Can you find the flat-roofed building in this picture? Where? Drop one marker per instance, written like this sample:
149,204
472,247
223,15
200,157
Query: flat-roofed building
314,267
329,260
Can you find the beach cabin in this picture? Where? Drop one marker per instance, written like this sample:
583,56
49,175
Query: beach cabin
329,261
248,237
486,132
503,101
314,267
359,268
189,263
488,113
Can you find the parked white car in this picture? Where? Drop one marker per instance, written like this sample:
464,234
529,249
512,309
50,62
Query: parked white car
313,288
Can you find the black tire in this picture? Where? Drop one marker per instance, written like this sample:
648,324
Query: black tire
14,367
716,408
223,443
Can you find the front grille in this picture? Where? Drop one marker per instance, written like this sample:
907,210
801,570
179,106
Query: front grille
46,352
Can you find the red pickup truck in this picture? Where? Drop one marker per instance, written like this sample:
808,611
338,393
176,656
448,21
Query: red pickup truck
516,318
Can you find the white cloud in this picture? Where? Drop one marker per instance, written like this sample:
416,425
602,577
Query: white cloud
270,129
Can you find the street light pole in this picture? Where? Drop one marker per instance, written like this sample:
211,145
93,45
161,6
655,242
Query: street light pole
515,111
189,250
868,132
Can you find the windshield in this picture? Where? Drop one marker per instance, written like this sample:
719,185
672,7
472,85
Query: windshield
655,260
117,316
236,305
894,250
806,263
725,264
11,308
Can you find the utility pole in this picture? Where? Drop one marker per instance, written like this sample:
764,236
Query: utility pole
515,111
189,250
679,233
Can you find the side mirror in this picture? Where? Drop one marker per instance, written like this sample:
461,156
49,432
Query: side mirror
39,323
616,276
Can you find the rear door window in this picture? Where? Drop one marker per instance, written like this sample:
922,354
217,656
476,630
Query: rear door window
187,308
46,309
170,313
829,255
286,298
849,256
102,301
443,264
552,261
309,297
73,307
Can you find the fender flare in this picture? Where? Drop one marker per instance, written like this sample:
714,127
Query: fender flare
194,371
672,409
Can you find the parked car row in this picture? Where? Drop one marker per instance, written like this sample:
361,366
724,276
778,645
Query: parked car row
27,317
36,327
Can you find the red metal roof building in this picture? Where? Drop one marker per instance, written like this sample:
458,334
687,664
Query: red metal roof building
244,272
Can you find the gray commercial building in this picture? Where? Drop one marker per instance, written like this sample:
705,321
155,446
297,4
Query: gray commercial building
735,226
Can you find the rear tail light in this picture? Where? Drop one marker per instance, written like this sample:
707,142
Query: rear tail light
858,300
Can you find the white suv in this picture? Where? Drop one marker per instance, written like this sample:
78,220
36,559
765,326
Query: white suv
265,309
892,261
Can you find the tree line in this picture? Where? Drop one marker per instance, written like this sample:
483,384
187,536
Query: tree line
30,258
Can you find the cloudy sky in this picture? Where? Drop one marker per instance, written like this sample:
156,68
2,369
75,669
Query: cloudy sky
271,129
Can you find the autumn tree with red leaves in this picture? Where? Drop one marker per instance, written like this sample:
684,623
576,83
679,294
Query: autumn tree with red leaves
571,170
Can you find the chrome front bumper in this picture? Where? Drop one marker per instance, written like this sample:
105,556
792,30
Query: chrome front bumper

What you will do:
Write out the material once more so that every line matches exactly.

Answer below:
Can you find the flat-roofed building in this picture? Where? Drop one marker per instance, written like this sample:
149,204
472,247
223,15
200,157
Query: flat-roofed building
314,267
329,260
Can you find the beach cabin in this picture? Where? Drop one marker per instance, written like this sample:
583,56
49,175
Query: beach cabin
329,261
248,237
486,132
503,101
314,267
359,268
189,263
488,113
Can you find the parked white car in this picture? Where? Drop one marker per instance, written like this sample:
464,234
529,249
512,309
50,62
Query: parked white car
313,288
Can you find the black tire in this picture? Where? Drop one marker per instance, written like this sample:
648,324
Query: black tire
14,367
716,408
223,443
Can you find the front grille in this picture? Where? Drop one marker per instance, written like this sample:
907,210
801,570
179,106
Query: front grille
46,352
Can you find the red pickup truck in this picture? Where? Drop one marker per instance, written like this sample:
808,611
338,393
176,656
448,21
Query: red pickup truck
516,318
Can you find the white cloud in this picture? Where? Drop one marker per instance, written like this sample:
416,425
602,577
Query: white cloud
270,129
Can you find the street light pole in this picture? Where? Drop one marker per instance, written like this sample:
211,145
93,45
161,6
655,242
Query: street light pole
515,111
189,250
868,132
Can you find the windshield in this picture? Where? Drop one marker per instance, written like this sample:
719,185
672,7
472,85
Query: windshield
655,260
117,316
236,305
894,250
806,263
725,264
11,308
Can you find the utility pole in this picture? Where? Drop one marker per instance, written like this sample:
764,236
Query: utility pole
515,111
189,250
679,233
Can you find the side mirror in this picture? Where? Drop one marker per instance, written like this sample:
461,156
49,432
Query: side mirror
39,323
616,276
Can you find the rear door window in this picture? Where? Drop one marker per instance, written like this sample:
922,354
217,656
476,630
Query: rear door window
187,308
46,309
170,313
829,255
286,298
849,256
102,301
443,264
552,261
309,297
73,307
Can you find the fender flare in this picture? Where? Drop one marker per instance, written like this sample:
714,127
Query: fender flare
194,371
672,409
Can you find the parked car row in this picture? Where? Drop one marker per instance, written like this sample:
361,366
724,276
778,645
Query: parked car row
27,317
36,327
Can you find the red metal roof building in this picture? Where? Drop one marker per instance, written like this sample:
458,334
687,664
Query: red metal roof building
244,272
Can you find the gray commercial building in this picture? Where? Drop one marker per instance, written like this sample:
705,321
155,446
297,4
Query: gray commercial building
735,226
Can you find the rear tail light in this picture? Where? Drop one marker per instance, written like this sample:
707,142
Query: rear tail light
858,300
Can you find the white suv in this picture? Where? Drop one marker per instance, written like this sample:
78,220
36,559
765,326
Query: white suv
265,309
892,261
Can you find the tree line in this picture? Where? Drop one marker per instance, written like this sample:
483,384
187,536
Query: tree line
30,258
Can you find the cloudy sky in this picture? Where? Drop one marker per instance, written like this sample:
156,68
2,369
75,669
Query: cloudy sky
271,129
Can you find the autumn tree with red leaves in this picture? Where? Drop one marker per instance, written like this sample:
684,623
576,83
679,294
Query: autumn tree with red leaves
571,170
Can you find the chrome front bumper in this picture? Where? Drop one marker per instance, written like this sample:
105,556
792,30
Query: chrome front bumper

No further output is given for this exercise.